● What the exercise asks
Without any alteration, retype the records that appear below.

● Extracted data entries
★ ★ ★ ★ ★

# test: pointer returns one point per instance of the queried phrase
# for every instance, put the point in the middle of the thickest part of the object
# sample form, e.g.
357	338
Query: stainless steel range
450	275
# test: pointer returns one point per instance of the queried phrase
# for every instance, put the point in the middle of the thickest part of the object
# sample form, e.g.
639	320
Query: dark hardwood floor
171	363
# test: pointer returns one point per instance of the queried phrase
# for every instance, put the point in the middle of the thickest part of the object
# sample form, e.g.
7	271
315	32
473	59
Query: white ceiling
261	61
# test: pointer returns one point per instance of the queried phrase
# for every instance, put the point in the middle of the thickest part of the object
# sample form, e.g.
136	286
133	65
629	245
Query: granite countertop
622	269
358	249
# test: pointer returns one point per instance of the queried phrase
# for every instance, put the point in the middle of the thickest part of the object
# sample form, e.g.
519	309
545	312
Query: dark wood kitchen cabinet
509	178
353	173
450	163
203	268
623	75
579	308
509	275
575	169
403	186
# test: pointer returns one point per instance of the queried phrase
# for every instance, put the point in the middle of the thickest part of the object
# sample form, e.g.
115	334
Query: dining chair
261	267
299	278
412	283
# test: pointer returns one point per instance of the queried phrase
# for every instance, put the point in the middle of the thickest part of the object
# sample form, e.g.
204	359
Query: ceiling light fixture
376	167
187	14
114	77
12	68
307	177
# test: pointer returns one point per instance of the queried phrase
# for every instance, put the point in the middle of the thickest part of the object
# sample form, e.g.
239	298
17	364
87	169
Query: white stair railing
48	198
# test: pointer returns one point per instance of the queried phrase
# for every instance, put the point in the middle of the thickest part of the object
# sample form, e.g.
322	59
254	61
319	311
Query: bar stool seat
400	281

★ ★ ★ ★ ★

● Exercise response
# test: pointer returns one point per instance of the queried phrase
# for every instance, put the point in the middle of the thickest part of the object
# sample form, e.g.
357	338
Query: stainless steel range
450	275
# test: pointer returns one point per instance of the queried phrase
# for every instance, put the point in the middle of the thickest part of the object
# sample form, e.g.
639	320
Query: dark hardwood floor
171	363
# test: pointer returns one point per instance of the queried phrase
# for every instance, put the point in the middle of the thickest part of the object
# sample form, e.g.
7	271
315	32
473	59
Query: white ceiling
261	61
# test: pointer returns one point per instance of the queried phrase
# for every instance, put the point in the middle of the thickest part of the object
# sample form, e.g.
136	286
133	65
629	245
Query: granite countertop
622	269
358	249
# test: pointer returns one point per instance of the queried phrase
# for every instance, put the point in the middle of the thickest part of the object
# sample form, e.g.
519	309
545	312
Query: dark wood kitchen cabinet
509	178
353	173
450	163
203	268
623	75
579	308
509	275
575	169
403	186
# test: pointer returns one point per instance of the queried phrase
# for every instance, put the point in the middle of the thickest part of the object
# sample form, e.g.
115	334
Query: dining chair
261	267
299	278
412	283
# test: pointer returns one point per instance of the queried phrase
# for every instance, put the point in the middle of the thickest part of the object
# sample form, e.g.
204	359
Query: ceiling light fixture
376	167
187	14
114	77
12	68
307	177
# test: pointer returns one point per instance of the queried phrase
# for every instance, put the point in the middle of the thickest part of the object
# sample form, e.g.
239	298
17	364
87	169
Query: white stair railing
48	198
# test: pointer returns one point per instance of the queried phrase
# for every instance, put the point in the middle of the thickest part of the object
# sample form, e.g.
322	59
254	61
319	311
Query: bar stool seat
400	281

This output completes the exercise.